| EXERCISE |
Could you print every record exactly as it stands?

| RECORD EXTRACTS |

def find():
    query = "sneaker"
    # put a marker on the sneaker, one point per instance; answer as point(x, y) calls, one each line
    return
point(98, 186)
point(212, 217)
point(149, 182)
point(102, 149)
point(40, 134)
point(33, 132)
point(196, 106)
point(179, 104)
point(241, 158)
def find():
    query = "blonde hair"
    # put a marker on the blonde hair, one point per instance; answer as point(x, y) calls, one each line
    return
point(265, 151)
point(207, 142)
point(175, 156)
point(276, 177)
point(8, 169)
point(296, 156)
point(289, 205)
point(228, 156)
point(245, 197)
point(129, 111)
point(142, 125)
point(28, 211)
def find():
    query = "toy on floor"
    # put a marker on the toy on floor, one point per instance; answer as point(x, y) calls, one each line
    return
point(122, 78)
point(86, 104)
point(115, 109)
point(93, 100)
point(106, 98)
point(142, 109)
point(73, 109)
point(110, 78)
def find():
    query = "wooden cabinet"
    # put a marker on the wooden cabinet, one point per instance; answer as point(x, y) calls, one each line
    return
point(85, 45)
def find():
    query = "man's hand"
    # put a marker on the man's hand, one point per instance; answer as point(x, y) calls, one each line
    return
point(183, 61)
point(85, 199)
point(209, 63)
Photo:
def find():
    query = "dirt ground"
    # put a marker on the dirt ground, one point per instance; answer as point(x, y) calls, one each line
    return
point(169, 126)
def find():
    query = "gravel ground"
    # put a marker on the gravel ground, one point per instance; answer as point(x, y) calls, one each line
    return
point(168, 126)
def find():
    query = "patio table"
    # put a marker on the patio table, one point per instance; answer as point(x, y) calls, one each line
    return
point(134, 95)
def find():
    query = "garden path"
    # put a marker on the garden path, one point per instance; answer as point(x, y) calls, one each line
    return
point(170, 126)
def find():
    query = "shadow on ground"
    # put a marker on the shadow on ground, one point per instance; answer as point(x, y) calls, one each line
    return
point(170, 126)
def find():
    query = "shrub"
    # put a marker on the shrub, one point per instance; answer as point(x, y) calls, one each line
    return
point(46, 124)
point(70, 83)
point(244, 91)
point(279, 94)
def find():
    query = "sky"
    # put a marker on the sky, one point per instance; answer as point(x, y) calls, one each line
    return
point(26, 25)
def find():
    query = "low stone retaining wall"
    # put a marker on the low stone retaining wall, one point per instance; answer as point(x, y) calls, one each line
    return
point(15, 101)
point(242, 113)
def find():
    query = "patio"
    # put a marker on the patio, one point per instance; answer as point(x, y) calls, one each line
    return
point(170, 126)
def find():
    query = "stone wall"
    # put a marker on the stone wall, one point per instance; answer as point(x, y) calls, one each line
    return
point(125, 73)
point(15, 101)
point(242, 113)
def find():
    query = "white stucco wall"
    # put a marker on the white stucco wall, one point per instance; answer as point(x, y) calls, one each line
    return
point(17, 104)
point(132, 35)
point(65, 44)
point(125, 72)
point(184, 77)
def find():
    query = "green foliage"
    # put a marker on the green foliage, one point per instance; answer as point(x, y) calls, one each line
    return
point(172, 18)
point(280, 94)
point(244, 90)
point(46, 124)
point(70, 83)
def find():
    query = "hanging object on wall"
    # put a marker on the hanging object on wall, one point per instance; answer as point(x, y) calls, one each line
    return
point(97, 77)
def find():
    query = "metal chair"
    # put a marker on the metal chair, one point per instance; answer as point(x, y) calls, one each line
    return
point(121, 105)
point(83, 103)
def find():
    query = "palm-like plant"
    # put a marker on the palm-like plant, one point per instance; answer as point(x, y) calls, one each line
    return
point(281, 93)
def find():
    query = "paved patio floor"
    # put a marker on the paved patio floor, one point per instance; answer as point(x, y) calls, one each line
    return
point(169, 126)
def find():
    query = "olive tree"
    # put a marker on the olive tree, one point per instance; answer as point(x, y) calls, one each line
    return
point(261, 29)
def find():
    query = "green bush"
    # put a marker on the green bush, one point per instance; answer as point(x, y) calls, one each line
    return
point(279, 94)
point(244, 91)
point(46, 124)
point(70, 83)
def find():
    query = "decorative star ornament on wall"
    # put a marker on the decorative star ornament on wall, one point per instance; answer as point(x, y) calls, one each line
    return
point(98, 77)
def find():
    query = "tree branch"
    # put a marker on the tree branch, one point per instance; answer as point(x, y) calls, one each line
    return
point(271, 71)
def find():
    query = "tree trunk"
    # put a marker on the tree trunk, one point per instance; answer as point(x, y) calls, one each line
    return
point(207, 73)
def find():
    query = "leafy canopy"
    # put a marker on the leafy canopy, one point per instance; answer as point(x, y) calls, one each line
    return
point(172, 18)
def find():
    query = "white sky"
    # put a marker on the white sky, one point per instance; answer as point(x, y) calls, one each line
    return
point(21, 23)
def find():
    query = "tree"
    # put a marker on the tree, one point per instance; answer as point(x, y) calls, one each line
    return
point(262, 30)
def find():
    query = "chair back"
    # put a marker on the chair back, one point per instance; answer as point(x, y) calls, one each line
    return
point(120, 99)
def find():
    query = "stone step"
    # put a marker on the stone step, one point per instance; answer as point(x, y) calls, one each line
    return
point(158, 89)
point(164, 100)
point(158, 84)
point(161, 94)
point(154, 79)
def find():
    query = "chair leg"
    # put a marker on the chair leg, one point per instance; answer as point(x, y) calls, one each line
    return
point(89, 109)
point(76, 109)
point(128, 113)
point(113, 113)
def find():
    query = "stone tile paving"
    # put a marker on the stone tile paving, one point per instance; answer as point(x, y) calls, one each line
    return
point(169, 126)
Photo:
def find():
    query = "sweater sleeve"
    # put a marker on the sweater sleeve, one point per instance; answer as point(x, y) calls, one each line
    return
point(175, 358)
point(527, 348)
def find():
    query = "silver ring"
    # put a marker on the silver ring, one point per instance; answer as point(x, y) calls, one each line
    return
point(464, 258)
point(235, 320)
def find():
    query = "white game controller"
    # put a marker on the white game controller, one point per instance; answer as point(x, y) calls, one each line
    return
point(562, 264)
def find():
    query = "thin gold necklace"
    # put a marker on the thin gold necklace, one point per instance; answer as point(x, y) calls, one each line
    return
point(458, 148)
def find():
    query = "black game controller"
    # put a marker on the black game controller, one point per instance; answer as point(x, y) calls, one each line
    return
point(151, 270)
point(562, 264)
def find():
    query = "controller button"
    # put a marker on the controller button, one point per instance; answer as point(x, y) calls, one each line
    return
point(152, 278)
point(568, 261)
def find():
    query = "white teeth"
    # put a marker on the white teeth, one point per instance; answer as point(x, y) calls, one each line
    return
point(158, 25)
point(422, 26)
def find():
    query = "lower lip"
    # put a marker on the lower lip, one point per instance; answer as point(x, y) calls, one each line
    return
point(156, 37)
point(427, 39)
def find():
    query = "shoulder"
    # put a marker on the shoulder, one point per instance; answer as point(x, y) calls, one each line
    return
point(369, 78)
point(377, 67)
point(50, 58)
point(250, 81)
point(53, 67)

| ANSWER |
def find():
    query = "sneaker"
    # put a marker on the sneaker, one point per instance; answer as point(x, y) calls, one each line
    return
point(98, 186)
point(212, 217)
point(149, 182)
point(102, 149)
point(40, 134)
point(33, 132)
point(196, 106)
point(179, 104)
point(241, 158)
def find():
    query = "blonde hair"
    # put a marker on the blonde hair, one point per instance; answer as point(x, y) calls, one each line
    return
point(265, 151)
point(207, 142)
point(175, 156)
point(276, 177)
point(8, 169)
point(296, 156)
point(289, 205)
point(228, 156)
point(245, 197)
point(129, 111)
point(142, 125)
point(28, 211)
def find():
    query = "toy on floor"
    # put a marker on the toy on floor, one point per instance; answer as point(x, y) calls, one each line
    return
point(122, 78)
point(86, 104)
point(115, 109)
point(93, 100)
point(106, 98)
point(142, 109)
point(73, 109)
point(110, 78)
def find():
    query = "wooden cabinet"
    # put a marker on the wooden cabinet, one point per instance; answer as point(x, y) calls, one each line
    return
point(85, 45)
def find():
    query = "man's hand"
    # put a marker on the man's hand, one point per instance; answer as point(x, y) calls, one each line
    return
point(183, 61)
point(85, 199)
point(209, 63)
Photo:
def find():
    query = "dirt ground"
    # put a marker on the dirt ground, one point per instance; answer as point(x, y) calls, one each line
    return
point(169, 126)
def find():
    query = "gravel ground"
    # put a marker on the gravel ground, one point per instance; answer as point(x, y) calls, one each line
    return
point(168, 126)
def find():
    query = "patio table"
    # put a marker on the patio table, one point per instance; answer as point(x, y) calls, one each line
    return
point(134, 95)
def find():
    query = "garden path"
    # put a marker on the garden path, one point per instance; answer as point(x, y) calls, one each line
    return
point(170, 126)
def find():
    query = "shadow on ground"
    # put a marker on the shadow on ground, one point per instance; answer as point(x, y) calls, one each line
    return
point(170, 126)
def find():
    query = "shrub"
    # put a marker on the shrub, one point per instance; answer as point(x, y) calls, one each line
    return
point(46, 124)
point(70, 83)
point(244, 91)
point(279, 94)
def find():
    query = "sky"
    # put a marker on the sky, one point per instance; answer as point(x, y) calls, one each line
    return
point(26, 25)
def find():
    query = "low stone retaining wall"
    # put a marker on the low stone retaining wall, one point per instance; answer as point(x, y) calls, one each line
    return
point(15, 101)
point(242, 113)
def find():
    query = "patio"
    # put a marker on the patio, one point per instance; answer as point(x, y) calls, one each line
    return
point(170, 126)
def find():
    query = "stone wall"
    # put a marker on the stone wall, one point per instance; answer as point(x, y) calls, one each line
    return
point(125, 73)
point(15, 101)
point(242, 113)
def find():
    query = "white stucco wall"
    # put a marker on the white stucco wall, one point per instance; answer as point(x, y) calls, one each line
    return
point(17, 104)
point(132, 35)
point(65, 44)
point(125, 72)
point(184, 77)
def find():
    query = "green foliage"
    # put a marker on the green foliage, one point per instance; answer as point(x, y) calls, one each line
    return
point(172, 18)
point(280, 94)
point(244, 90)
point(46, 124)
point(70, 83)
def find():
    query = "hanging object on wall"
    # put a marker on the hanging object on wall, one point per instance; answer as point(x, y) calls, one each line
    return
point(97, 77)
def find():
    query = "metal chair"
    # put a marker on the metal chair, one point per instance; answer as point(x, y) calls, one each line
    return
point(121, 105)
point(83, 103)
def find():
    query = "palm-like plant"
    # put a marker on the palm-like plant, one point per instance; answer as point(x, y) calls, one each line
    return
point(281, 93)
def find():
    query = "paved patio floor"
    # put a marker on the paved patio floor, one point per instance; answer as point(x, y) calls, one each line
    return
point(169, 126)
def find():
    query = "olive tree"
    # put a marker on the olive tree, one point per instance; answer as point(x, y) calls, one each line
    return
point(261, 29)
def find():
    query = "green bush"
    # put a marker on the green bush, one point per instance; answer as point(x, y) calls, one each line
    return
point(279, 94)
point(244, 91)
point(46, 124)
point(70, 83)
def find():
    query = "decorative star ornament on wall"
    # put a marker on the decorative star ornament on wall, one point per instance; answer as point(x, y) calls, one each line
    return
point(98, 77)
def find():
    query = "tree branch"
    # put a marker on the tree branch, one point per instance; answer as point(x, y) calls, one each line
    return
point(271, 71)
def find():
    query = "tree trunk"
    # put a marker on the tree trunk, one point per instance; answer as point(x, y) calls, one each line
    return
point(207, 73)
def find():
    query = "leafy canopy"
    # put a marker on the leafy canopy, one point per instance; answer as point(x, y) calls, one each line
    return
point(172, 18)
def find():
    query = "white sky"
    # put a marker on the white sky, one point per instance; answer as point(x, y) calls, one each line
    return
point(21, 23)
def find():
    query = "tree"
    # put a marker on the tree, one point per instance; answer as point(x, y) calls, one each line
    return
point(262, 30)
def find():
    query = "chair back"
    # put a marker on the chair back, one point per instance; answer as point(x, y) calls, one each line
    return
point(120, 99)
def find():
    query = "stone step"
    # put a marker on the stone step, one point per instance; answer as point(x, y) calls, one each line
    return
point(158, 89)
point(164, 100)
point(158, 84)
point(161, 94)
point(154, 79)
def find():
    query = "chair leg"
    # put a marker on the chair leg, one point per instance; answer as point(x, y) calls, one each line
    return
point(89, 109)
point(76, 109)
point(128, 113)
point(113, 113)
def find():
    query = "stone tile paving"
    # put a marker on the stone tile paving, one point per instance; answer as point(x, y) calls, one each line
    return
point(169, 126)
Photo:
def find():
    query = "sweater sleeve"
    # put a marker on the sweater sleeve, one point per instance; answer as point(x, y) calls, one each line
    return
point(175, 358)
point(527, 348)
def find():
    query = "silver ring"
    # put a marker on the silver ring, one point per instance; answer as point(x, y) calls, one each line
    return
point(464, 258)
point(235, 320)
def find():
    query = "white game controller"
    # put a marker on the white game controller, one point per instance; answer as point(x, y) calls, one each line
    return
point(562, 264)
def find():
    query = "thin gold necklace"
    # put a marker on the thin gold necklace, one point per instance; answer as point(x, y) calls, one each line
    return
point(458, 148)
def find():
    query = "black game controller"
    # put a marker on the black game controller, one point per instance; answer as point(x, y) calls, one each line
    return
point(151, 270)
point(562, 264)
def find():
    query = "controller button"
    # put a marker on the controller button, one point per instance; answer as point(x, y) calls, one each line
    return
point(152, 278)
point(568, 261)
def find():
    query = "white teeth"
    # put a marker on the white teeth, one point per instance; answer as point(x, y) calls, one each line
    return
point(158, 25)
point(422, 26)
def find():
    query = "lower lip"
    # put a marker on the lower lip, one point per instance; answer as point(x, y) calls, one each line
    return
point(156, 37)
point(427, 39)
def find():
    query = "shoulder"
    # put a marker on the shoulder, one point per instance; answer as point(x, y) calls, one each line
    return
point(369, 78)
point(377, 67)
point(50, 58)
point(250, 81)
point(53, 67)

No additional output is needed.